### Goal of the exercise
Edit each of the items below by replacing "per instance" with "per occurrence" wherever it occurs, leaving every other character unchanged.
───── Entries provided ─────
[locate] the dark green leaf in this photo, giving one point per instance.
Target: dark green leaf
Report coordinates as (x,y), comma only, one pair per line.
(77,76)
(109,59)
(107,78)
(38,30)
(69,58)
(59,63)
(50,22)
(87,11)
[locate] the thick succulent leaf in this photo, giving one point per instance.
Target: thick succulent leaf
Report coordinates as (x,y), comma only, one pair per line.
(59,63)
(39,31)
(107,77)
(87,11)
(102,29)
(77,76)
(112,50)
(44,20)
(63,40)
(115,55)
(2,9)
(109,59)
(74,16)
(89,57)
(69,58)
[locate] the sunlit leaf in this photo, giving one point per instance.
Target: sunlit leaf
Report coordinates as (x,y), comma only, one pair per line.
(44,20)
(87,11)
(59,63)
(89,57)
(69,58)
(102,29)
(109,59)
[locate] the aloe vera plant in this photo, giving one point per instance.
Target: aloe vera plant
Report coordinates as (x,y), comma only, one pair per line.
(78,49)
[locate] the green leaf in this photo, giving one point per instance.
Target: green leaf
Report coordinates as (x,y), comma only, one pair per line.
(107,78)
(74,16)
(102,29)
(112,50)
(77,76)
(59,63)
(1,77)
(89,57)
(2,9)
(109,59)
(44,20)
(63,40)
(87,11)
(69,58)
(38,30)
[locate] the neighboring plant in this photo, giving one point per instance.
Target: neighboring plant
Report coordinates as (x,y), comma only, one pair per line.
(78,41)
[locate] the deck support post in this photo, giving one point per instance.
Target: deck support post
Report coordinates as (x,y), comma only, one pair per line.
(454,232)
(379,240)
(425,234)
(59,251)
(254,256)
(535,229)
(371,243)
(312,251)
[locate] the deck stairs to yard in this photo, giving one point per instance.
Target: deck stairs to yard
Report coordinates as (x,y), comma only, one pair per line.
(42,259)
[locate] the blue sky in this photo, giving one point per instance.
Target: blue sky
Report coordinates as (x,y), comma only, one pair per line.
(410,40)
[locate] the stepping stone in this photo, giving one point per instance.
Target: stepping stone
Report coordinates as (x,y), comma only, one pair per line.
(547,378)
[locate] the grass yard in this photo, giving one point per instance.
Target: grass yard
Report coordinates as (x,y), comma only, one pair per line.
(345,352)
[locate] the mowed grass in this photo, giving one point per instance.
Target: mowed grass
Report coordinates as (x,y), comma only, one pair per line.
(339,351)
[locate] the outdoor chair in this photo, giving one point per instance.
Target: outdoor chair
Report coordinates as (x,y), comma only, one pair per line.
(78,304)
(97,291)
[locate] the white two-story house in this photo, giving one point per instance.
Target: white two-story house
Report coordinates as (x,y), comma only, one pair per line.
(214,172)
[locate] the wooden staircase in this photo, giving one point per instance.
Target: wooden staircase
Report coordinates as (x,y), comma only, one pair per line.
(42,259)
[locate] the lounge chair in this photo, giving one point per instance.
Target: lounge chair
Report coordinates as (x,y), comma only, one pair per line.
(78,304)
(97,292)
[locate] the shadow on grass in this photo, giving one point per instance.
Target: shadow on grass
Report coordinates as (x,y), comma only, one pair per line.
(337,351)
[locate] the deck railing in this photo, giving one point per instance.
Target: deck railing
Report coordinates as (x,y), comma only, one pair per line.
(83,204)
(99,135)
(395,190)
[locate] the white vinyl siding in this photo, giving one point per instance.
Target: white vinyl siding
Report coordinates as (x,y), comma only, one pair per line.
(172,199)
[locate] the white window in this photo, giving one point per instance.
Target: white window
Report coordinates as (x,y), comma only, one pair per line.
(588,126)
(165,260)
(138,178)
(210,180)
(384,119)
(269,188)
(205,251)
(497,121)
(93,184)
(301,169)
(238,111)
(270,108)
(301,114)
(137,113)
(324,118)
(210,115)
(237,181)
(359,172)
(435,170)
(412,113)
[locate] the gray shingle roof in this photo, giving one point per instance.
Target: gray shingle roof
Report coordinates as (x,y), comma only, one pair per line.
─────
### Solution to this exercise
[locate] the dark green leaf in this photo, giving one point per occurrence.
Target: dark green leaf
Report coordinates as (x,y), comma only, one pair per line.
(77,76)
(109,59)
(107,78)
(38,30)
(69,58)
(59,63)
(50,22)
(87,11)
[locate] the thick succulent leaf in this photo, giving one point per occurrence.
Target: thick succulent leaf
Report coordinates as (x,y), comma only, one pair per line.
(59,63)
(39,31)
(107,77)
(87,11)
(102,29)
(77,76)
(112,50)
(44,20)
(63,40)
(115,55)
(2,9)
(109,59)
(74,16)
(89,57)
(69,58)
[locate] the sunlit leaf in this photo, giving one point per occurrence.
Target: sunlit leaf
Report coordinates as (x,y), comma only, one pair per line.
(44,20)
(87,11)
(59,63)
(89,57)
(69,58)
(102,29)
(109,59)
[locate] the aloe vera plant in this photo, giving one point per occurrence.
Target: aloe vera plant
Report coordinates as (x,y), comma only, one pair per line.
(78,49)
[locate] the green leaf in this photo, giving one point per occurrence.
Target: green leaf
Report coordinates as (x,y), comma only, one pair per line.
(107,78)
(74,16)
(102,29)
(112,50)
(77,76)
(59,63)
(1,77)
(89,57)
(2,9)
(109,59)
(44,20)
(63,40)
(87,11)
(69,58)
(38,30)
[locate] the neighboring plant in this photo, giving one point per occurrence.
Target: neighboring plant
Report coordinates as (x,y), comma only, one pair per line.
(78,41)
[locate] the deck support post in this photo, giving one point per occurrence.
Target: deck support post
Report coordinates as (x,y), comma only, one pair per line.
(454,232)
(379,240)
(425,234)
(59,251)
(254,256)
(535,229)
(371,243)
(312,251)
[locate] the deck stairs to yard in this photo, giving one point per occurrence.
Target: deck stairs to yard
Report coordinates as (x,y), comma only, one pair per line.
(42,259)
[locate] the blue sky in this photo, giving one point per occurrence.
Target: blue sky
Report coordinates as (x,y), comma only, one pair per line.
(410,40)
[locate] the stepping stone in this photo, giving one point per occurrence.
Target: stepping stone
Report coordinates as (x,y), comma only, one pair per line.
(547,378)
[locate] the grass yard in this photo, giving one point per occurrence.
Target: grass yard
Report coordinates as (x,y), comma only, one pair per line.
(345,352)
[locate] the mowed grass in this photo, giving one point per occurrence.
Target: mowed grass
Report coordinates as (x,y), comma only, one pair per line.
(339,351)
[locate] the outdoor chair in this photo, giving one point per occurrence.
Target: outdoor chair
Report coordinates as (x,y), comma only, one pair per line.
(78,304)
(97,291)
[locate] the white two-story house in this photo, giving one point per occurrence.
Target: white two-story house
Report coordinates as (x,y), comma only, one pair per line.
(214,172)
[locate] the wooden staircase in this photo, giving one point per occurrence.
Target: wooden staircase
Report coordinates as (x,y), comma only, one pair per line.
(42,259)
[locate] the lounge chair in this photo, giving one point per occurrence.
Target: lounge chair
Report coordinates as (x,y), comma only, one pair per line.
(78,304)
(97,292)
[locate] the shadow on grass in this photo, giving one point per occurrence.
Target: shadow on grass
Report coordinates as (x,y), comma only, one pair per line.
(337,351)
[locate] the deck railing in this photo, giving one point per occurrence.
Target: deck railing
Report coordinates as (x,y), comma only, one pair per line.
(83,204)
(99,135)
(395,190)
[locate] the white vinyl siding in this photo, giving one point per occurrence.
Target: white vinyl siding
Report coordinates as (x,y), comma only, one pair per line.
(172,199)
[locate] the white window in this photo, giving one point per occurrence.
Target: white window
Report coordinates as (x,y), comma only, one pair per line.
(588,126)
(165,260)
(138,178)
(210,180)
(384,119)
(269,188)
(205,251)
(497,121)
(93,184)
(301,169)
(238,111)
(270,108)
(301,114)
(137,113)
(324,118)
(210,115)
(237,181)
(359,172)
(435,170)
(412,113)
[locate] the gray shingle roof in this photo, giving one point per occurrence.
Target: gray shingle roof
Report coordinates as (x,y), comma only, one pair per line.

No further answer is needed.